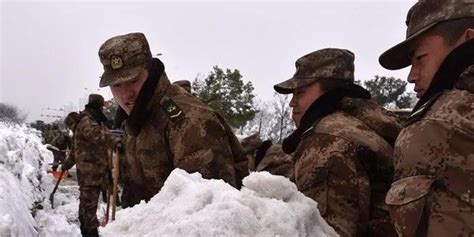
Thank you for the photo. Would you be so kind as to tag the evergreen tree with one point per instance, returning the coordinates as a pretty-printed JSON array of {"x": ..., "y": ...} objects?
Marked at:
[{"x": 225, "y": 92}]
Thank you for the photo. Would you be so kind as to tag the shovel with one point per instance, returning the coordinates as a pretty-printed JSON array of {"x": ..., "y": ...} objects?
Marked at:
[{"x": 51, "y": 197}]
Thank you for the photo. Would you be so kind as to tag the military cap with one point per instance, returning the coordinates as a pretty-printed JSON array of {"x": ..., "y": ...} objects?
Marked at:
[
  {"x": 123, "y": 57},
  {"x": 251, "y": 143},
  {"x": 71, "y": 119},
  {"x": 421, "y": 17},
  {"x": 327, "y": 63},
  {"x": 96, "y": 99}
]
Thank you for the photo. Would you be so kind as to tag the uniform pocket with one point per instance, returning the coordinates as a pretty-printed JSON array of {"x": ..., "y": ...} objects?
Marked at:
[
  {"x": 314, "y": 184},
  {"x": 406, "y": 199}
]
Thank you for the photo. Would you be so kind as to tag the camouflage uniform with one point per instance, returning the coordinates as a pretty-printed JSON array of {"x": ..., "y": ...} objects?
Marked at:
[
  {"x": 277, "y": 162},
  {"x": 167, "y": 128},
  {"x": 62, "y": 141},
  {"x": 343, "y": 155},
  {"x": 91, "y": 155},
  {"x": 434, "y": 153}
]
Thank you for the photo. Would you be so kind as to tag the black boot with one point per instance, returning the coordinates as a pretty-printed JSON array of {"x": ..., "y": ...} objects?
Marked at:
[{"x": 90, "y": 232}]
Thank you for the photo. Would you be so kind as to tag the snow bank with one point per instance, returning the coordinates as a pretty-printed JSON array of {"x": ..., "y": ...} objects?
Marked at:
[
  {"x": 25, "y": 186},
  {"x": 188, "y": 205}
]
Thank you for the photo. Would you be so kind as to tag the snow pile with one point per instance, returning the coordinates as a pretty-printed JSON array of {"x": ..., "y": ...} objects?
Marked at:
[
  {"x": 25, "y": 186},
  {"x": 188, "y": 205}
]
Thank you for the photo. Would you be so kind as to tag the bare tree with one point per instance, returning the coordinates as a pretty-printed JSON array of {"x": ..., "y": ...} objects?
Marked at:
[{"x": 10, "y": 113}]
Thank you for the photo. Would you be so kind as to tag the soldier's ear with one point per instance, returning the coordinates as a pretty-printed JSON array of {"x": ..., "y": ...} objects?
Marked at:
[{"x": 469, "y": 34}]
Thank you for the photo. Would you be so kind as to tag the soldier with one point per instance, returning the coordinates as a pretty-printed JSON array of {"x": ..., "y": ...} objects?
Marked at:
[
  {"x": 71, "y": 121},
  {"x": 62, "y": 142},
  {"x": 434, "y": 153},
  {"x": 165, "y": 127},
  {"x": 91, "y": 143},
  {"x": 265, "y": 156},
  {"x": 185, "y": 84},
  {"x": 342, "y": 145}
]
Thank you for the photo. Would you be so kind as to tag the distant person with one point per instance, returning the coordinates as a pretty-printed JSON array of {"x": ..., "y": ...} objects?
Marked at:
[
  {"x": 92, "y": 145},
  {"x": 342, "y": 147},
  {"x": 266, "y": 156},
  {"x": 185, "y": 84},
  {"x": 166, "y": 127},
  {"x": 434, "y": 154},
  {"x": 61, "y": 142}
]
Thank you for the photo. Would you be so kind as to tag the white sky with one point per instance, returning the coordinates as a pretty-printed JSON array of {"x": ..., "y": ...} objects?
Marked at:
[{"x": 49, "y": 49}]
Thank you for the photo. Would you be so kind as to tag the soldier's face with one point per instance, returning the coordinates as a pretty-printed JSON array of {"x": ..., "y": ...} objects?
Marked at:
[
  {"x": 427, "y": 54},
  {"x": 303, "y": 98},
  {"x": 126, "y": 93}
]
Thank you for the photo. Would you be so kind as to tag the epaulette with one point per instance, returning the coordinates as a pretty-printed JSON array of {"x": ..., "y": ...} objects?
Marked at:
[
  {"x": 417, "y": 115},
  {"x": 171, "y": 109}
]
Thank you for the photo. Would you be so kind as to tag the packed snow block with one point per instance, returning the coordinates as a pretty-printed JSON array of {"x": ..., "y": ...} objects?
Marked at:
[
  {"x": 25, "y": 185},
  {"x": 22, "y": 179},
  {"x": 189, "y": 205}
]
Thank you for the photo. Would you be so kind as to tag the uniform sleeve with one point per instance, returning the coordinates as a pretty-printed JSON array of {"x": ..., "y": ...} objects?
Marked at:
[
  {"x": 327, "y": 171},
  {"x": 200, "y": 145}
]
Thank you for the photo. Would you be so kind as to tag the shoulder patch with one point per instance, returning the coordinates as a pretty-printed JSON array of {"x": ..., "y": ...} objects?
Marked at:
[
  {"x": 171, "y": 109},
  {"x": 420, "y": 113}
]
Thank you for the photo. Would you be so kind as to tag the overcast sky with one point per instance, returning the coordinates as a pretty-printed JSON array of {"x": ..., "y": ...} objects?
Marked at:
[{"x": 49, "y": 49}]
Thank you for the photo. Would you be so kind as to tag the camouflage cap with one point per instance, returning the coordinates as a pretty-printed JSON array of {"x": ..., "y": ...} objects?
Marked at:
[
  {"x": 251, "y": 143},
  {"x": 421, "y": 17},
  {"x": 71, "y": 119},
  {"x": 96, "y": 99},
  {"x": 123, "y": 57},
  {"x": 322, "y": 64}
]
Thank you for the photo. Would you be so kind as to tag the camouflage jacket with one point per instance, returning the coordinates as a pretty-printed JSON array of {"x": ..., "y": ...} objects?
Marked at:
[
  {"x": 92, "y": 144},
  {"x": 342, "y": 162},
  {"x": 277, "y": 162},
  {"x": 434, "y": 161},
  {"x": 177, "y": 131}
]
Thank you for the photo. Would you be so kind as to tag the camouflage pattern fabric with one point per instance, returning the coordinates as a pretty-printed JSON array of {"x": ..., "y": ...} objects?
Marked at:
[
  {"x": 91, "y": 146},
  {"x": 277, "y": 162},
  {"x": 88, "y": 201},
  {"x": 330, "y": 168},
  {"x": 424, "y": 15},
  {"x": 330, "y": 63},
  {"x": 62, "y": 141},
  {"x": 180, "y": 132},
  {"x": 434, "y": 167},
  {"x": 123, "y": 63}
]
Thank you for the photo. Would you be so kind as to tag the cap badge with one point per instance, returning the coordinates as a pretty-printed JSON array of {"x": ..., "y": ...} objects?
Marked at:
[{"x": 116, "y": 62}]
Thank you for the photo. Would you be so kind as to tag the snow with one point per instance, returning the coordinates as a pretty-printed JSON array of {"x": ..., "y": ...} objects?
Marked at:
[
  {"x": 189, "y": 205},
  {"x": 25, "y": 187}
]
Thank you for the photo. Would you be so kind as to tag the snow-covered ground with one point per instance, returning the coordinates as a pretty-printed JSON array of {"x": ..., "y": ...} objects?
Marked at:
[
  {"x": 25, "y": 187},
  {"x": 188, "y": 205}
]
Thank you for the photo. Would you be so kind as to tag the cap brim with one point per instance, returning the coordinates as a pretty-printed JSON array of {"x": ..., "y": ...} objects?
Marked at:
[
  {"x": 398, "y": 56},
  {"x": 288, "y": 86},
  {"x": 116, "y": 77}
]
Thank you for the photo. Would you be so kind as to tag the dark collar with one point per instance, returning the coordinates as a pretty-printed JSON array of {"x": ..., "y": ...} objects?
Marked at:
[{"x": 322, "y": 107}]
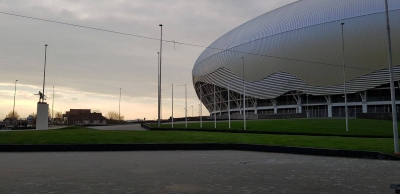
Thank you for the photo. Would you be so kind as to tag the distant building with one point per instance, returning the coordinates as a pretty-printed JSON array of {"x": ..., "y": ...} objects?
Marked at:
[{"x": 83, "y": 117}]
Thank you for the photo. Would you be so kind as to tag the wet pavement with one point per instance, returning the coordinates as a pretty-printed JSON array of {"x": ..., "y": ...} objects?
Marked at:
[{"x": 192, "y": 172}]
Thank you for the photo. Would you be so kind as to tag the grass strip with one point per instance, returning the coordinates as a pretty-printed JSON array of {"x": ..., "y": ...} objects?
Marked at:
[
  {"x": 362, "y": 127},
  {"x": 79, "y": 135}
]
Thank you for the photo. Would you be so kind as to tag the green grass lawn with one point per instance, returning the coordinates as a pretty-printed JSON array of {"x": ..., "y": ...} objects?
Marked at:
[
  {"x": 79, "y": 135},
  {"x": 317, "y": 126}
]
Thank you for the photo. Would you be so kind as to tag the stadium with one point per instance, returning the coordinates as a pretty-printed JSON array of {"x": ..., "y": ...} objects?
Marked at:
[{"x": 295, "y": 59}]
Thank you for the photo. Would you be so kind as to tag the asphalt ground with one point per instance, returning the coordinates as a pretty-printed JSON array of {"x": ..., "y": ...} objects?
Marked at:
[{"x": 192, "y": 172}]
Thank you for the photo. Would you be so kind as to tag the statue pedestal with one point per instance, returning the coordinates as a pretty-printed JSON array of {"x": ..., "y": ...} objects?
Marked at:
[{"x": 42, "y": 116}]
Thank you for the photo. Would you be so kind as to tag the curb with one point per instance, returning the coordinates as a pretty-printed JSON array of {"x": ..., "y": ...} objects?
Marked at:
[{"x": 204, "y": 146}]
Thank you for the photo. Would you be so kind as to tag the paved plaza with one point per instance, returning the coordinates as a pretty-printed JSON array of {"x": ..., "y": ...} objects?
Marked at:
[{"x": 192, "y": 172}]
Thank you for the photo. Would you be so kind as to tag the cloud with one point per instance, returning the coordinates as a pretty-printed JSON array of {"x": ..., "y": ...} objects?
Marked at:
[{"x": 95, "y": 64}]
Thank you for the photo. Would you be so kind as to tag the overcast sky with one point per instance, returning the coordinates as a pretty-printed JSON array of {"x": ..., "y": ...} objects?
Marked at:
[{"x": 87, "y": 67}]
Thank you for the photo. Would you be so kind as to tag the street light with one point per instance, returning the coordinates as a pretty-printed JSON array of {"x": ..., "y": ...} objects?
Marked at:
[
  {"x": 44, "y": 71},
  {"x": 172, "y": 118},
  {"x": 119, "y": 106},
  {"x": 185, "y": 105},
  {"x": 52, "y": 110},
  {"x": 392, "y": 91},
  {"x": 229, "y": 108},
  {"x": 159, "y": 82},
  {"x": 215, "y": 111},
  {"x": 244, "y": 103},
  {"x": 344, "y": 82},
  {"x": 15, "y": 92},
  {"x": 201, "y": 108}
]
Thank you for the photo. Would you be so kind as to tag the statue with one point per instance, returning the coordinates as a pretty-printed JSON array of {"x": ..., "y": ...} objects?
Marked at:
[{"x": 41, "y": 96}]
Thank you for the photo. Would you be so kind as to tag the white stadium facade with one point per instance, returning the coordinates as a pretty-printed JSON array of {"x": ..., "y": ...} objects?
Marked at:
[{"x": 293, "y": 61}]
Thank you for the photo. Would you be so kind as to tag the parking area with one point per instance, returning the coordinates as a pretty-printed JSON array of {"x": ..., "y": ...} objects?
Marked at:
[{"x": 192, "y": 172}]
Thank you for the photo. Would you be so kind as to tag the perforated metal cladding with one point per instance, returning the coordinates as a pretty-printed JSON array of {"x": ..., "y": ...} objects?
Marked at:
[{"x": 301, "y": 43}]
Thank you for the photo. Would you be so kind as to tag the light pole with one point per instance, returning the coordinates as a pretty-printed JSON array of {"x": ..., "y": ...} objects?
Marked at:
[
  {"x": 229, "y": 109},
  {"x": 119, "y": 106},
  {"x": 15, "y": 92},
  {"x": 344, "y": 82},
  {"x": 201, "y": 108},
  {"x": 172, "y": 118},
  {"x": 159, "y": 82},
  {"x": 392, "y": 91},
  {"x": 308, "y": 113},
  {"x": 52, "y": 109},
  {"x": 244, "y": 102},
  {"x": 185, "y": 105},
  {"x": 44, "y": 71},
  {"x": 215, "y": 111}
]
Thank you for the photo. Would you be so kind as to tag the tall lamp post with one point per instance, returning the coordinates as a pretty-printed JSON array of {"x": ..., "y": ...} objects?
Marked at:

------------

Copy out every line from the one containing "the statue with" to the end of the material, both ends included.

Thank you for the photo. Would you be so kind as to tag the statue with one point per instance, returning the coordinates as a pretty-printed JSON array of {"x": ..., "y": ...} objects?
Marked at:
[{"x": 41, "y": 96}]
Thank you for the photo. Would you be so kind as to tag the white stadium facade with one point per instance, returning the coordinates as a pretty-printed JSON array of {"x": ..., "y": ...} objects?
Marked at:
[{"x": 293, "y": 61}]
Thank you for the photo. Would you be so kind as to tag the parking area with one point per instance, returning the coordinates as a pretty-printed JSON array of {"x": ..., "y": ...} objects?
Marked at:
[{"x": 192, "y": 172}]
Thank you for the photo. Would you be so kind as to tag the perforated metal cladding with one point per instance, returning the coordinates as a pretty-printed JSON array of {"x": ..., "y": ...} objects?
Marked at:
[{"x": 301, "y": 43}]
Thank you for the photo. Would you be so kind as to tag the light pole with one point per instance, returning the coordinates as a pretty-printed JSON array of {"x": ..., "y": ...} objects?
Marked at:
[
  {"x": 229, "y": 109},
  {"x": 119, "y": 106},
  {"x": 15, "y": 92},
  {"x": 344, "y": 82},
  {"x": 201, "y": 108},
  {"x": 172, "y": 118},
  {"x": 159, "y": 82},
  {"x": 392, "y": 91},
  {"x": 308, "y": 113},
  {"x": 52, "y": 109},
  {"x": 244, "y": 102},
  {"x": 185, "y": 105},
  {"x": 44, "y": 71},
  {"x": 215, "y": 111}
]
Thank you for the photo. Would you be so kind as to tag the tall lamp post with one point per instance, returning the coordinates as a pretty-printed JSON array of {"x": ..., "y": ...} objects?
Marked at:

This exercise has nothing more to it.